제시 지문
Theory1. Motivations and Basics

2 minute read

1. Motivations and Basics

$\newcommand{\argmax}{\mathop{\mathrm{argmax}}\limits}$ Machine Learning의 기초적인 이론부분을 다시 제대로 잡고 싶어서 문일철 교수님의 인공지능 및 기계학습 개론을 정리한 Post입니다.

1.1 MLE
1.2 MAP
1.3 Probability and Distribution

1.1 MLE

Thumbtack Question
압정을 던졌을 경우 앞면의 나올 확률은?

만약 5번을 던졌을 경우 다음과 같이 결과가 나왔다고 가정하자.

앞면: 3번
뒷면: 2번

각각의 앞정을 던질 확률은 iid(독립)이라고 가정하자.
그러면 이러한 확률분포는 Discrete Distribution이며, 경우의 수는 2개인 Binomial Distribution형태일 것 이다.

즉, 앞면이 나올 확률이 $P(H) = \theta$로서 가정하면 뒷면이 나올 확률은 자연적으로 $P(T) = 1- \theta$가 되는 것 이다.

위와 같은 확률 분포가 만약 Data의 분포형태로 나타내고 싶으면 다음과 같이 나타낼 수 있다.

$$P(D|\theta) = \theta^{\alpha_H}(1-\theta)^{\alpha_T}$$

$$\alpha_H: \text{Number of Head}$$

$$\alpha_T: \text{Number of Tail}$$

그렇다면 어떻게 식을 세워야 최적의 $\theta$를 구할 수 있을까?

이러한 의문에서 사용하는 방법이 MLE(Maximum Likelihood Estimation) 즉, Likelihood를 최대화 하는 값을 추정 방법이다. 식으로서 표현하면 아래와 같다.

$$\hat{\theta} = \argmax_{\theta}P(D|\theta)$$

위의 식을 설명하면, $\theta$값을 조절하여 $P(D|\theta)$값을 최대화 하는 $\hat{\theta}$를 찾겠다는 의미이며, 여기서 $P(D|\theta)$이 Likelihood라고 불리기 때문에 이러한 방법이 MLE(Maximun Likelihood Estimation)이 되는 것 이다.

위에서 우리는 $P(D|\theta)$가 Binomial Distribution으로 설정하였으므로 식을 다음과 같이 변형할 수 있다.

$$\argmax_{\theta}P(D|\theta) = \argmax_{\theta}\theta^{\alpha_H}(1-\theta)^{\alpha_T}$$

위의 식을 좀 더 편하게 치환하기 위하여 Monotonic Function(단조함수)인 Log변환을 적용한다.

데이터셋 기록
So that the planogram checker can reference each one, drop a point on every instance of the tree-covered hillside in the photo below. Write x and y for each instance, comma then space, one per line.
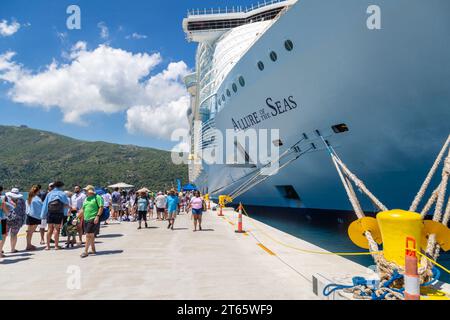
29, 156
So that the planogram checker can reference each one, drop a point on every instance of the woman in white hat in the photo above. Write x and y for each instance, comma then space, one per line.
16, 218
5, 208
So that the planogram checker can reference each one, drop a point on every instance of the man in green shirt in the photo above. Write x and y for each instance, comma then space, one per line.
91, 211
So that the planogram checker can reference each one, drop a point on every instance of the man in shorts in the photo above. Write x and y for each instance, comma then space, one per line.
92, 211
55, 210
160, 202
172, 208
4, 210
116, 202
77, 201
142, 204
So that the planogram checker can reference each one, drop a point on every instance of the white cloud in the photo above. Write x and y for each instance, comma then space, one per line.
136, 36
104, 31
105, 80
7, 30
159, 119
182, 147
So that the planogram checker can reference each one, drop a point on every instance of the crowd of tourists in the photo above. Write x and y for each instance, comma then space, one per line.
79, 213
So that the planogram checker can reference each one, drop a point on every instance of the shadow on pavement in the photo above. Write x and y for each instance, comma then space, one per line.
25, 254
113, 235
9, 261
108, 252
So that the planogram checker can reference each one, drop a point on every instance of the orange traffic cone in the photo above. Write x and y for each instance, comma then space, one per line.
412, 279
240, 229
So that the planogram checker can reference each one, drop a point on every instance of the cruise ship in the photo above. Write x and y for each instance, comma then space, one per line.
371, 78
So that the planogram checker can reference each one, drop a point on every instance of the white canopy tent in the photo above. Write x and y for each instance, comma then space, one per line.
121, 185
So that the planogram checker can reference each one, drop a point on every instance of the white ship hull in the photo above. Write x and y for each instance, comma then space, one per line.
391, 87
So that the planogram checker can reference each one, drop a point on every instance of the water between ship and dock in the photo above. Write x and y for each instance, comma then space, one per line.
326, 230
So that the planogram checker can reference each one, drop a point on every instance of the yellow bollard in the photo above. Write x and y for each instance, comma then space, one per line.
395, 227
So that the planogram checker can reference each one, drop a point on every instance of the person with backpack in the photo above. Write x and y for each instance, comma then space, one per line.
77, 201
172, 206
5, 208
142, 204
92, 211
33, 210
17, 216
116, 203
55, 209
197, 205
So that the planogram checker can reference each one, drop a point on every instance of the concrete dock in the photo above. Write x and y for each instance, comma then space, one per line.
158, 263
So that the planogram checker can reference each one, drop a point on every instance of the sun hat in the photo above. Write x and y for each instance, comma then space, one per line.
14, 194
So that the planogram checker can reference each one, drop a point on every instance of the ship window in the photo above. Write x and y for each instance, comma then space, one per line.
241, 81
277, 143
273, 56
261, 65
340, 128
288, 192
288, 45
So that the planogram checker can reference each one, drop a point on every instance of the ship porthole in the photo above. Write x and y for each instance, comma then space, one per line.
241, 81
289, 45
261, 65
273, 56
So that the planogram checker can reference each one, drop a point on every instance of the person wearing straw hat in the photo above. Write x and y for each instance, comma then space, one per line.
91, 211
55, 209
17, 216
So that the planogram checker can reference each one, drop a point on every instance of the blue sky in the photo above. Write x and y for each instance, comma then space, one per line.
43, 38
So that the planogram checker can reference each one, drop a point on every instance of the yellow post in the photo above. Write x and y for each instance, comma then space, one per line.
395, 227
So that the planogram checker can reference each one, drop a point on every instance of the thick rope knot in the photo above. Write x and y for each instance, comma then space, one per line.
447, 166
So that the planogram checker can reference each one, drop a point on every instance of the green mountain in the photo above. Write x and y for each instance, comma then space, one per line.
29, 156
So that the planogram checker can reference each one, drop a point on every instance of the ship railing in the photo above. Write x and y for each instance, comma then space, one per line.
233, 9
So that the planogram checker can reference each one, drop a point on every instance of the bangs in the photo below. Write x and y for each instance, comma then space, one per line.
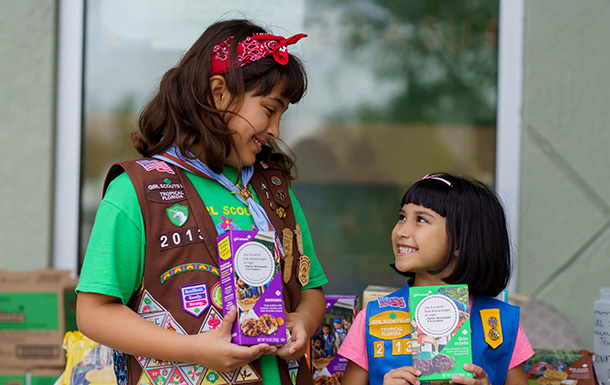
266, 73
430, 193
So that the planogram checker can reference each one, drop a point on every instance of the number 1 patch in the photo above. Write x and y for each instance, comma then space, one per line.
195, 298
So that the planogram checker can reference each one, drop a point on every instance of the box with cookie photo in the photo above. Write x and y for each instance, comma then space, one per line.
328, 367
560, 367
250, 279
440, 331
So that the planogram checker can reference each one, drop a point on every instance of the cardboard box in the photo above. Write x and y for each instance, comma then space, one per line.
440, 331
373, 292
560, 367
29, 377
35, 307
327, 367
251, 280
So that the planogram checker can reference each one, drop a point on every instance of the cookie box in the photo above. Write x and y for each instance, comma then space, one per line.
440, 323
560, 367
328, 367
251, 281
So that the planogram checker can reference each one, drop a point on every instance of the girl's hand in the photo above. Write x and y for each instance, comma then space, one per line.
217, 351
401, 376
295, 322
480, 376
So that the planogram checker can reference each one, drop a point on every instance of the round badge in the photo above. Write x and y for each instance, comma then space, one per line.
216, 295
493, 334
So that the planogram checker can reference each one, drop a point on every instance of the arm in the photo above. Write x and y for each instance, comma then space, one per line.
355, 375
106, 320
516, 376
303, 323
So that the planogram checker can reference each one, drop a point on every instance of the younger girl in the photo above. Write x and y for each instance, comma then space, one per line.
149, 286
450, 230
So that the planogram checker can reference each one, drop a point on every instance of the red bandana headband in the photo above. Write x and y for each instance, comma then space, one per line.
251, 49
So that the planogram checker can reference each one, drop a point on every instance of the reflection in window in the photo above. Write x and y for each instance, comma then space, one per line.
397, 90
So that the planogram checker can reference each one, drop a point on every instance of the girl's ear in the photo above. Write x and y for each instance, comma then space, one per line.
220, 92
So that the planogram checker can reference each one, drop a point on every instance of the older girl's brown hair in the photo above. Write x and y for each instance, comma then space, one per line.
183, 111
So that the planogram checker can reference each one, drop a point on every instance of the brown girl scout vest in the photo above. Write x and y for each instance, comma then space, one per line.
181, 254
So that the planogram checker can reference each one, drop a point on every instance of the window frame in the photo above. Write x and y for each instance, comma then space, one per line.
70, 73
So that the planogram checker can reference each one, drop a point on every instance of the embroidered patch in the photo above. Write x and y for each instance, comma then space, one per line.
212, 321
165, 191
188, 267
178, 214
150, 165
276, 181
216, 294
392, 301
195, 298
178, 238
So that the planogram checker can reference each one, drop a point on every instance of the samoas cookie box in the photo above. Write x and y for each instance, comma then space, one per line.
440, 331
250, 280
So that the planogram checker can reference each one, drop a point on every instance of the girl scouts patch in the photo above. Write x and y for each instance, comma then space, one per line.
178, 214
195, 298
217, 295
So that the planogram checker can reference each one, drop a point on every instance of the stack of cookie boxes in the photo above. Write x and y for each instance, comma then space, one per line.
440, 321
250, 279
328, 367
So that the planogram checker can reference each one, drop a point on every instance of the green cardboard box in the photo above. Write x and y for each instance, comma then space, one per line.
440, 323
29, 377
36, 309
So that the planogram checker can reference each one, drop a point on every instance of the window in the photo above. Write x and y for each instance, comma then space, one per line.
397, 90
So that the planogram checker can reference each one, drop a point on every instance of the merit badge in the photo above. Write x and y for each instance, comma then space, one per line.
195, 298
299, 235
276, 181
281, 195
287, 241
217, 295
178, 214
287, 268
492, 326
150, 165
304, 263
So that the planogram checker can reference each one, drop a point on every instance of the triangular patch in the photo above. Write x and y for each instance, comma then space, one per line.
171, 324
176, 378
149, 305
144, 379
212, 320
158, 376
178, 214
192, 373
212, 377
247, 374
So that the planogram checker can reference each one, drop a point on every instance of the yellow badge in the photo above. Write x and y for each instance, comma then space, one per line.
390, 325
492, 327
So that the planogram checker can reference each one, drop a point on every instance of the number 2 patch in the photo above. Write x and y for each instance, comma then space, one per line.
178, 238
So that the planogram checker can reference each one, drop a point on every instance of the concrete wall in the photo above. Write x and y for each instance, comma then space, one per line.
27, 111
564, 235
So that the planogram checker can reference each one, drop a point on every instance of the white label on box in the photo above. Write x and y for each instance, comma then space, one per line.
436, 315
254, 264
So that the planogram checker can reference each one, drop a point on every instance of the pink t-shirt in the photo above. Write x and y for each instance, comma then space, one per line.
354, 347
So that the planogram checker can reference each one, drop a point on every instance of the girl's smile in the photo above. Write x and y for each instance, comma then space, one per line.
420, 242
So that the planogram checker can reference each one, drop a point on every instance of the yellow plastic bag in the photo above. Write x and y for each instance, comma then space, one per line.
87, 362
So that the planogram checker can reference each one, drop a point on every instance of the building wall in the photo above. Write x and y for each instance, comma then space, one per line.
27, 111
564, 224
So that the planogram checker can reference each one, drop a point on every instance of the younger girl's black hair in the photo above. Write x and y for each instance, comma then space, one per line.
479, 248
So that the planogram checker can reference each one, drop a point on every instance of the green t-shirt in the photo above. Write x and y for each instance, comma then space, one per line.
114, 262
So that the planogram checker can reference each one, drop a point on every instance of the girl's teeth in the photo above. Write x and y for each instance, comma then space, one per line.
407, 250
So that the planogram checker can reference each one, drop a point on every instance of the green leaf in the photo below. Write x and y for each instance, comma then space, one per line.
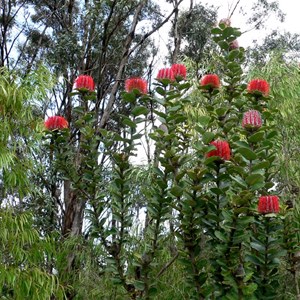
248, 290
247, 153
254, 178
129, 97
139, 285
207, 137
220, 236
239, 181
221, 111
204, 120
259, 247
257, 137
216, 31
260, 165
253, 259
139, 110
176, 190
161, 91
128, 122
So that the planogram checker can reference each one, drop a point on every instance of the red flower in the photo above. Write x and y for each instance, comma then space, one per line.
222, 150
136, 83
179, 71
252, 119
210, 80
234, 45
56, 123
268, 204
84, 83
258, 85
166, 73
225, 21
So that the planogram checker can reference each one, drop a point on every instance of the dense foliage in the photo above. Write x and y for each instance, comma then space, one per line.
212, 214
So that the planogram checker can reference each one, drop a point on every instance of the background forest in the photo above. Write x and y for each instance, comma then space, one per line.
131, 174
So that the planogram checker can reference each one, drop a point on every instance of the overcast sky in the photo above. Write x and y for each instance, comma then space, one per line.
290, 7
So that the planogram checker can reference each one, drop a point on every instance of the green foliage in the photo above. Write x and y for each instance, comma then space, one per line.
23, 260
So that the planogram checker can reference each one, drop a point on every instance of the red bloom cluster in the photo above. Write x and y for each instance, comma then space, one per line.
268, 204
222, 150
258, 85
56, 123
252, 120
84, 83
210, 80
179, 71
234, 45
225, 21
166, 73
136, 83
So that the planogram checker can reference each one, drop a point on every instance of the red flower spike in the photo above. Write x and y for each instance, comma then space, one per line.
234, 45
268, 204
84, 83
166, 73
225, 21
56, 123
252, 120
222, 150
258, 85
211, 80
136, 83
179, 71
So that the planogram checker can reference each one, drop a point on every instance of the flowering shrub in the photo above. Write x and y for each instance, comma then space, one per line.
211, 81
56, 123
258, 85
166, 73
179, 71
136, 83
222, 150
268, 204
84, 83
252, 120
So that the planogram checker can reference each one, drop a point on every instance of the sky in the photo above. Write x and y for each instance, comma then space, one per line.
290, 7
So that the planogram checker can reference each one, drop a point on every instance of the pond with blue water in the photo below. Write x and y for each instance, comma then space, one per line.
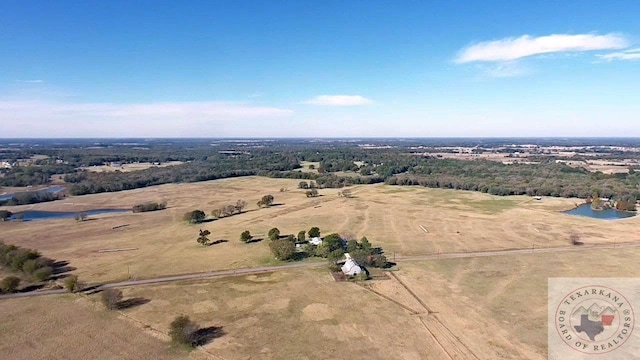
609, 214
52, 215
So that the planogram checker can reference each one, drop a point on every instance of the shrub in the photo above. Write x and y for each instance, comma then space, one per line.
274, 234
149, 206
314, 232
110, 298
30, 266
245, 236
9, 284
42, 273
81, 217
195, 216
182, 330
72, 284
282, 249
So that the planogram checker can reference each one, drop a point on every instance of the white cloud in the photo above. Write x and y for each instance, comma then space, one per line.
505, 70
36, 81
338, 100
631, 54
515, 48
41, 118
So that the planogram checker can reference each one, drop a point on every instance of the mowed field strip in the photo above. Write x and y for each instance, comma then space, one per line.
392, 217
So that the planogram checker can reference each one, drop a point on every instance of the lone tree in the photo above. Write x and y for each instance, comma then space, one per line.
314, 232
282, 249
240, 205
274, 234
9, 284
111, 298
72, 284
182, 331
81, 217
203, 237
266, 201
245, 236
42, 273
195, 216
5, 215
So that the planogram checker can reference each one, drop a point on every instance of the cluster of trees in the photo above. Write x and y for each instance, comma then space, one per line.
195, 216
203, 237
209, 167
394, 164
307, 185
547, 179
5, 215
149, 206
312, 193
229, 210
266, 201
27, 262
20, 176
26, 198
365, 254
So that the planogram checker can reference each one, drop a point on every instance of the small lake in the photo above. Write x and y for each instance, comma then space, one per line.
52, 190
52, 215
609, 214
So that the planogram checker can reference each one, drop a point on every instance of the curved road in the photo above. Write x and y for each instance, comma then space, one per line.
247, 271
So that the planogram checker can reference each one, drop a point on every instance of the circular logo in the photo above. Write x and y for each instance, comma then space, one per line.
594, 319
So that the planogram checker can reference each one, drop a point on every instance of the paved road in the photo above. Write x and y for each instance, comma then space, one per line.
247, 271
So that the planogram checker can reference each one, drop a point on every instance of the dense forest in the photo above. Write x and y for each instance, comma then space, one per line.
339, 163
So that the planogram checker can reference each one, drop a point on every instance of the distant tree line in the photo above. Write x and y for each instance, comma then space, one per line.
495, 178
26, 198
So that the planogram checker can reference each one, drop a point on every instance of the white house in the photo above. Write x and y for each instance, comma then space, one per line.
350, 266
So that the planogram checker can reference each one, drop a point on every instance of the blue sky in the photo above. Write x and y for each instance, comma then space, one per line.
324, 68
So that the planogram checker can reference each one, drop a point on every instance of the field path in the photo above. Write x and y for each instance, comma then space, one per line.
257, 270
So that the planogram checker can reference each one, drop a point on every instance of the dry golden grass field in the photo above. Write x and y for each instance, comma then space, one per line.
499, 304
402, 220
71, 328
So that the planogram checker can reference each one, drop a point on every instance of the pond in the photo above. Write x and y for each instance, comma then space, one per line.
51, 215
609, 214
52, 190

과제 지시문
MLE 설명 글에서 "즉, 앞면이 나올 확률이"부터 "최적의 $\theta$를 구할 수 있을까?"까지, 끝 부분도 포함해 다시 쓰면서 "최적의"을(를) "가장 알맞은"(으)로 바꿔 줄 수 있나요?

작성 답안
즉, 앞면이 나올 확률이 $P(H) = \theta$로서 가정하면 뒷면이 나올 확률은 자연적으로 $P(T) = 1- \theta$가 되는 것 이다.

위와 같은 확률 분포가 만약 Data의 분포형태로 나타내고 싶으면 다음과 같이 나타낼 수 있다.

$$P(D|\theta) = \theta^{\alpha_H}(1-\theta)^{\alpha_T}$$

$$\alpha_H: \text{Number of Head}$$

$$\alpha_T: \text{Number of Tail}$$

그렇다면 어떻게 식을 세워야 가장 알맞은 $\theta$를 구할 수 있을까?